═══ DATA SHOWN ═══
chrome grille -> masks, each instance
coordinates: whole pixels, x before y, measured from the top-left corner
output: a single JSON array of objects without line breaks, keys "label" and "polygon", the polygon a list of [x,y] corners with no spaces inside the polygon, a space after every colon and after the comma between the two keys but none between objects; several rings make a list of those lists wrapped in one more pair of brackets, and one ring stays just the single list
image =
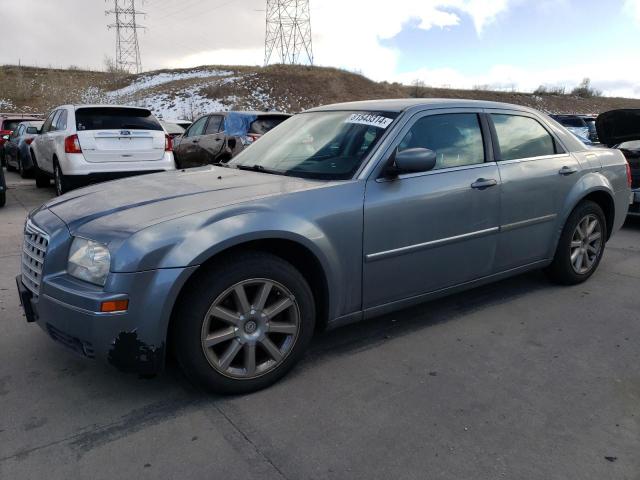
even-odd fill
[{"label": "chrome grille", "polygon": [[31,221],[27,221],[22,245],[22,283],[35,296],[40,294],[44,257],[48,246],[49,236]]}]

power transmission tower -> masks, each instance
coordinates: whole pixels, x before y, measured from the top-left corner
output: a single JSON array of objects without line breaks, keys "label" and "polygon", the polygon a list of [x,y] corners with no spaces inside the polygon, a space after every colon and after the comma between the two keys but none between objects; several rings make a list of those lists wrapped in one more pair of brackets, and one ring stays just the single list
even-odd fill
[{"label": "power transmission tower", "polygon": [[267,0],[264,64],[313,65],[309,0]]},{"label": "power transmission tower", "polygon": [[106,13],[115,17],[115,23],[108,27],[116,30],[116,68],[126,72],[142,72],[138,30],[144,27],[138,25],[137,17],[144,13],[136,10],[136,0],[113,0],[113,10],[107,10]]}]

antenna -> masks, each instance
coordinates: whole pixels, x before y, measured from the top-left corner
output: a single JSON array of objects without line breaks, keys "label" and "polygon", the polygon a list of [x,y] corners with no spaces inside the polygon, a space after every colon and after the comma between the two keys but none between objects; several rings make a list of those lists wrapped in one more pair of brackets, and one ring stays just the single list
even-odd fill
[{"label": "antenna", "polygon": [[108,25],[108,28],[116,30],[116,68],[126,72],[142,72],[138,29],[145,27],[138,25],[137,16],[144,13],[136,10],[136,0],[113,0],[113,10],[107,10],[106,14],[115,17],[115,23]]},{"label": "antenna", "polygon": [[264,64],[313,65],[309,0],[267,0]]}]

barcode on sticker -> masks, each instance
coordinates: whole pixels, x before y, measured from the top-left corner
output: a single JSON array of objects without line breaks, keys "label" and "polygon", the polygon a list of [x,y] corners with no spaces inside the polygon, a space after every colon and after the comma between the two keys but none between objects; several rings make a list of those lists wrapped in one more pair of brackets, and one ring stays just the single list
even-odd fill
[{"label": "barcode on sticker", "polygon": [[382,115],[373,115],[370,113],[354,113],[346,123],[356,123],[358,125],[370,125],[372,127],[387,128],[393,123],[393,118],[383,117]]}]

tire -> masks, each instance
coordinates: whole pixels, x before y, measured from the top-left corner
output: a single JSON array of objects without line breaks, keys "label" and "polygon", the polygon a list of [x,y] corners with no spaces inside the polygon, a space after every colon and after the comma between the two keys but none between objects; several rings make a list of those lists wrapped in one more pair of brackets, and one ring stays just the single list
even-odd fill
═══
- _WORK TO COMPLETE_
Without including any picture, set down the listing above exactly as it appears.

- _EXERCISE OUTPUT_
chrome grille -> masks, each instance
coordinates: whole pixels, x before y, measured from the top-left corner
output: a single JSON array of objects without line breaks, keys "label" and "polygon", the polygon a list of [x,y] corners with no spaces inside the polygon, a space after every colon and after the comma between the two keys but none between objects; several rings make a list of those lists wrapped in one more pair of brackets, and one ring stays just the single list
image =
even-odd fill
[{"label": "chrome grille", "polygon": [[31,221],[27,221],[22,245],[22,283],[35,296],[40,294],[44,257],[48,246],[49,236]]}]

power transmission tower -> masks, each instance
coordinates: whole pixels, x before y, measured from the top-left corner
output: a single JSON array of objects without line breaks, keys "label" and "polygon", the polygon a list of [x,y] corners with no spaces inside the polygon, a space after every colon and after the comma between the two keys but none between objects; several rings make a list of those lists wrapped in one more pair of brackets, and one ring stays just the single list
even-odd fill
[{"label": "power transmission tower", "polygon": [[267,0],[264,64],[313,65],[309,0]]},{"label": "power transmission tower", "polygon": [[106,13],[115,17],[115,23],[108,27],[116,30],[116,68],[126,72],[142,72],[138,30],[144,27],[138,25],[137,17],[144,13],[136,10],[136,0],[113,0],[113,10],[107,10]]}]

antenna -> masks, each instance
coordinates: whole pixels, x before y, measured from the top-left corner
output: a single JSON array of objects without line breaks, keys "label" and "polygon", the polygon a list of [x,y] corners with no spaces inside the polygon, a space after every colon and after the comma between the two keys but none between objects; several rings make a list of those lists wrapped in one more pair of brackets, and one ring stays just the single list
even-odd fill
[{"label": "antenna", "polygon": [[108,25],[108,28],[116,30],[116,68],[126,72],[142,72],[138,29],[145,27],[138,25],[137,16],[144,13],[136,10],[136,0],[113,0],[113,10],[107,10],[106,14],[115,17],[115,23]]},{"label": "antenna", "polygon": [[264,64],[313,65],[309,0],[267,0]]}]

barcode on sticker -> masks, each instance
coordinates: whole pixels, x before y, measured from the top-left corner
output: a single JSON array of objects without line breaks, keys "label" and "polygon", the polygon a list of [x,y] corners with no spaces inside the polygon, a space after every colon and after the comma between the two keys but none between objects; several rings make a list of those lists wrapped in one more pair of brackets, and one ring stays just the single list
even-odd fill
[{"label": "barcode on sticker", "polygon": [[382,115],[373,115],[370,113],[354,113],[346,123],[356,123],[358,125],[370,125],[372,127],[387,128],[393,123],[393,118],[383,117]]}]

tire -> masks, each instance
coordinates: whole pixels, x before y, measured from the top-left corner
output: a single JSON array of objects without line breaks, keys "label" and "polygon", the polygon a list of [x,y] corners with no spaces inside the polygon, a space after every colon and after the comma between the two keys but none between objects; several rings make a list of those lists wrapped in one more pair of brackets, and one ring stays just the single list
even-odd fill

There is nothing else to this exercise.